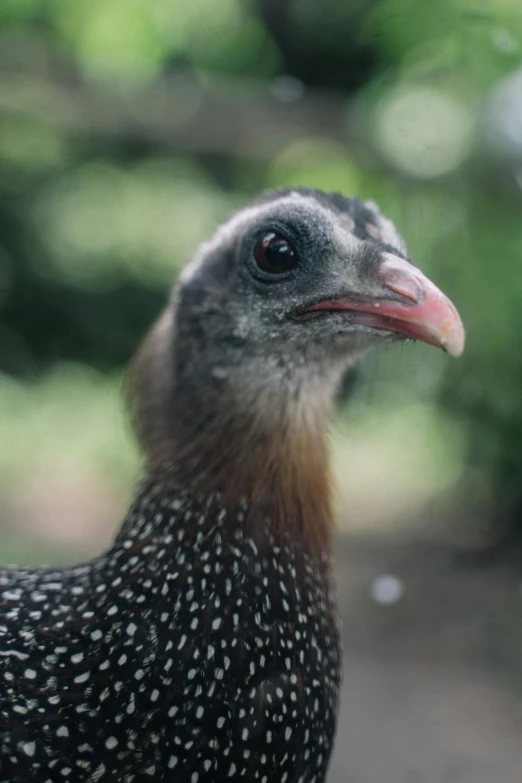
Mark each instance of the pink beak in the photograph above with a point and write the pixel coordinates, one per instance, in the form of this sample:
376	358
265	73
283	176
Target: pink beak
422	312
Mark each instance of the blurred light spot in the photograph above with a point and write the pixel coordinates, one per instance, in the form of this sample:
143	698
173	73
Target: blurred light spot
387	590
504	41
287	89
423	131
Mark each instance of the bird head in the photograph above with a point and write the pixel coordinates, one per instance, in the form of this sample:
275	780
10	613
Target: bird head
267	318
304	281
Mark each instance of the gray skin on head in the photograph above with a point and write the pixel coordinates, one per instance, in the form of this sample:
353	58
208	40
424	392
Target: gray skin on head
231	336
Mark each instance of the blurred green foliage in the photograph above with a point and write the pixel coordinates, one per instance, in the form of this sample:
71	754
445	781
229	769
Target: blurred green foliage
130	128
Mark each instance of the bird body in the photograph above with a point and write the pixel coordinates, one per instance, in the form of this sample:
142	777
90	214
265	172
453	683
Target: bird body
196	649
204	645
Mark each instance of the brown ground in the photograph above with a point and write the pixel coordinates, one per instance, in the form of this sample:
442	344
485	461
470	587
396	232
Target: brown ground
433	683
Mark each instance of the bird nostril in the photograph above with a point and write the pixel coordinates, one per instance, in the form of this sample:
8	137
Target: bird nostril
401	280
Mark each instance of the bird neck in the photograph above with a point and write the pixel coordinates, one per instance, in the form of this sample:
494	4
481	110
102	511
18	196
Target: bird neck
261	442
274	465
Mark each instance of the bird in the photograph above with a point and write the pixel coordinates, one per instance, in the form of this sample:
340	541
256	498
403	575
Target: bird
204	645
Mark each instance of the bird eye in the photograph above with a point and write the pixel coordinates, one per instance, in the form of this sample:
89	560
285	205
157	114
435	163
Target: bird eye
274	255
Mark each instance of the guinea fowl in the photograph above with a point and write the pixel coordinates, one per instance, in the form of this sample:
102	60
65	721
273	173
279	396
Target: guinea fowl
204	646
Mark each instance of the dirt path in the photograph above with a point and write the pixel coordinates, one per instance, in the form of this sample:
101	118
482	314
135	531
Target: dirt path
433	683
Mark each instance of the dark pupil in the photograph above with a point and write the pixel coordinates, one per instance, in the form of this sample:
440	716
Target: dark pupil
274	254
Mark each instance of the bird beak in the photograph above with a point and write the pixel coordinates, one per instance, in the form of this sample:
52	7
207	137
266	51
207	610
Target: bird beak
415	309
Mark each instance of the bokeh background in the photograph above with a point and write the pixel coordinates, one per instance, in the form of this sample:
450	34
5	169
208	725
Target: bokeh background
128	130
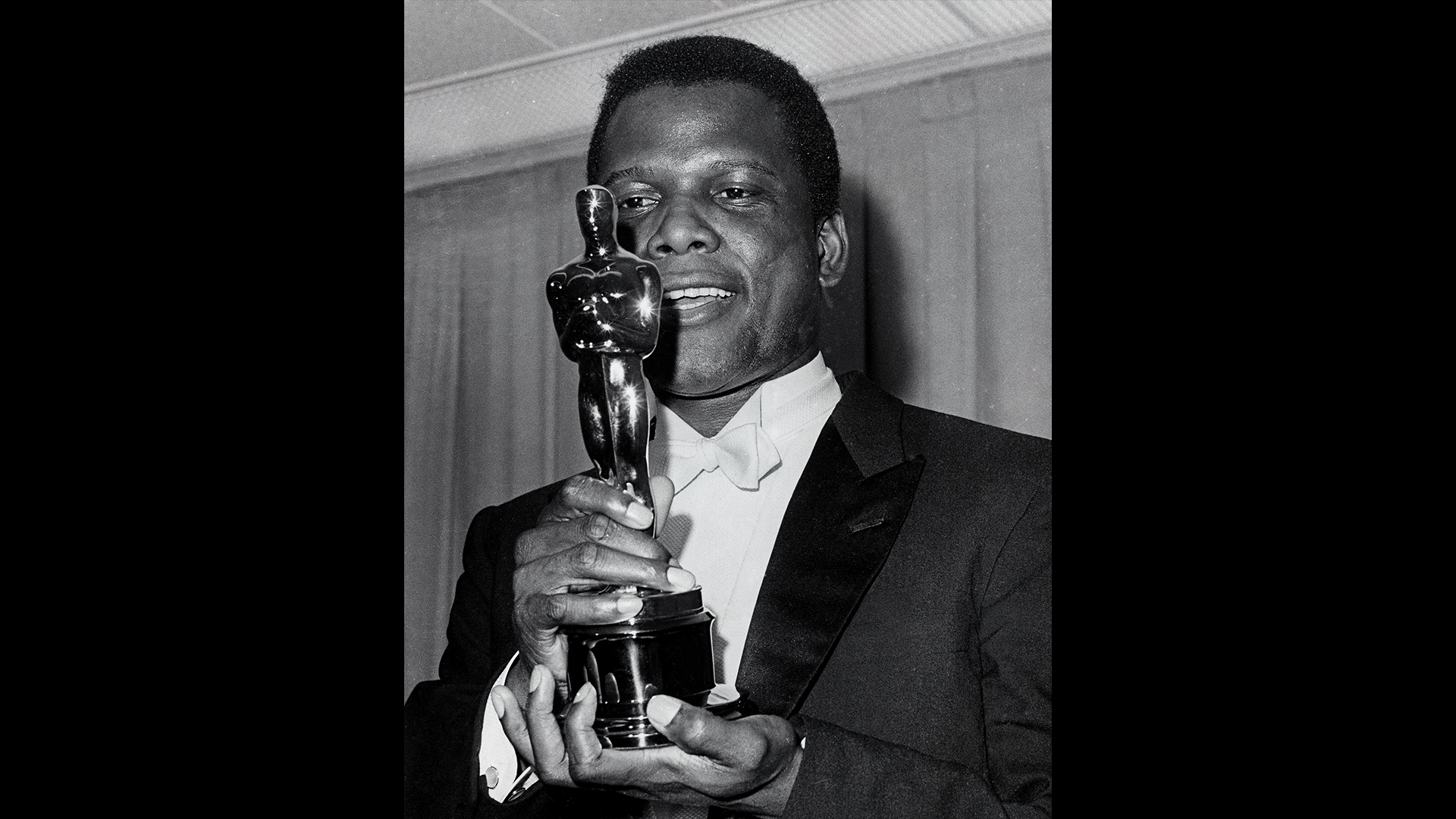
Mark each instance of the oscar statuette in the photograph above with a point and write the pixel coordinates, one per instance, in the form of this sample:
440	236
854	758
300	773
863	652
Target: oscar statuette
606	308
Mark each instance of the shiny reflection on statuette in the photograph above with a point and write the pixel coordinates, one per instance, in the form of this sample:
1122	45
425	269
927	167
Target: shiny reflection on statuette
606	308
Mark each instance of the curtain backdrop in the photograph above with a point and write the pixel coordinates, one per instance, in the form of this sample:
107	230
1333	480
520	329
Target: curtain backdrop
946	193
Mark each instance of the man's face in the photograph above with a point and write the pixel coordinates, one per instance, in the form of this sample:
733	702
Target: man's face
708	190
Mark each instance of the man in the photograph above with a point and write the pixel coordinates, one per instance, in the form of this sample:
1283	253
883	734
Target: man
881	573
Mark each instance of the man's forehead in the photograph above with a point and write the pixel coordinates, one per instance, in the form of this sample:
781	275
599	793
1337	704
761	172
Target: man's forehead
717	165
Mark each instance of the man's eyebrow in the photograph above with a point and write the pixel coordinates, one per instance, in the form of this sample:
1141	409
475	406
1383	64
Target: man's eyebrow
718	165
615	175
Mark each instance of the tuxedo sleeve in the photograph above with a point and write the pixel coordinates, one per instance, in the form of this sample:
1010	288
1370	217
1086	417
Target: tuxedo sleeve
443	717
848	774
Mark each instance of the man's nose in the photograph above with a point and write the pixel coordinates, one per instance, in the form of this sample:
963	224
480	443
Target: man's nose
682	231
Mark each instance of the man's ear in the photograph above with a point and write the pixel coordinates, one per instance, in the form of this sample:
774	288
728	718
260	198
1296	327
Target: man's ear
833	246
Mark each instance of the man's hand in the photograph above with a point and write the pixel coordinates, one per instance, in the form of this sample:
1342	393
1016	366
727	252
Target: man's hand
590	535
747	764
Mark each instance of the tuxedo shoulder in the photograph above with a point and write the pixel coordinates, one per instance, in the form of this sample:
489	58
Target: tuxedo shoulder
977	445
520	512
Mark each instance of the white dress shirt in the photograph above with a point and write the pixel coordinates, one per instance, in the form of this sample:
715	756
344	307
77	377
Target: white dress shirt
721	532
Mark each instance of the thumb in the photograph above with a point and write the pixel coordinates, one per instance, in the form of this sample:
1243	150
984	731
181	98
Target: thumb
695	730
663	490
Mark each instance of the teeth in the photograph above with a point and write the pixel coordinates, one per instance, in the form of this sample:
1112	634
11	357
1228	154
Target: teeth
696	292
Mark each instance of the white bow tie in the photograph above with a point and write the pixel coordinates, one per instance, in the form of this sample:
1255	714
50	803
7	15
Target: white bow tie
746	455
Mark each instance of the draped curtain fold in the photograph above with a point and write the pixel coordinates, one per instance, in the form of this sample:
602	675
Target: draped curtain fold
946	196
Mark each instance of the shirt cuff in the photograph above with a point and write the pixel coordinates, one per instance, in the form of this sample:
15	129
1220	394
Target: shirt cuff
498	763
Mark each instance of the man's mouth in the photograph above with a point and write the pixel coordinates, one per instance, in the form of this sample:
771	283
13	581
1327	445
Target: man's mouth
693	297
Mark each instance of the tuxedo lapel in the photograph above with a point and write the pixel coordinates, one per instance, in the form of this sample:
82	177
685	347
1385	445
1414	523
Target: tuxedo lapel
836	535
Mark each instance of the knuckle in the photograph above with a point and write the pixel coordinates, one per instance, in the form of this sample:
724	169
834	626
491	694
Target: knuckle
598	526
587	556
555	607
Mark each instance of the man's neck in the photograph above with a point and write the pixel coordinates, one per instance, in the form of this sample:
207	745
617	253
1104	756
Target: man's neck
710	414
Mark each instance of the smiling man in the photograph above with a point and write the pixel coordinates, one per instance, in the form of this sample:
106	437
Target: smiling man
881	575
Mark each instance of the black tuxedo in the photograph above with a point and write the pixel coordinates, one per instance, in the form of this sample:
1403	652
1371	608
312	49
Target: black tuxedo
903	627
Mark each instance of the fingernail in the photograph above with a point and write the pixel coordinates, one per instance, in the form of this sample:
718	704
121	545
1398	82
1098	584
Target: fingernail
661	708
639	515
680	577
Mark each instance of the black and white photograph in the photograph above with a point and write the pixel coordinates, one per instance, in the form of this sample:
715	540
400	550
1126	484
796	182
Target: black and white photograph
727	409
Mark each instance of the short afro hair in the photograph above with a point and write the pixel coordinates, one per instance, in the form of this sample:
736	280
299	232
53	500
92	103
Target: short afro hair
698	60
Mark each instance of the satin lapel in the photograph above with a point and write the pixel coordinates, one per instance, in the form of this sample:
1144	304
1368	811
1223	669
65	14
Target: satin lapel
835	538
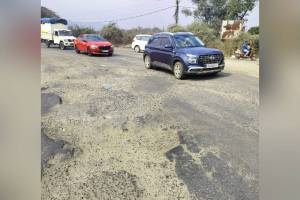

━━━━━━━━━━━━━━━━━━━━━━━━━━━━━━

Produce a word-for-word copy of everything above from the line holding "Mark each instance of the dirt" down to the line holding "Mark each instance of the dark", with both of those lines kept.

* [Output]:
Mark each instance of the dirt path in the photograph above with a point and write the pixel coordinates, one per instance, in the form of this sample:
101	118
482	314
135	531
Target: dirt path
433	683
Mark each instance of the dark pupil in the photograph above with a point and write the pixel coordinates, one per instance, in the form of this sample:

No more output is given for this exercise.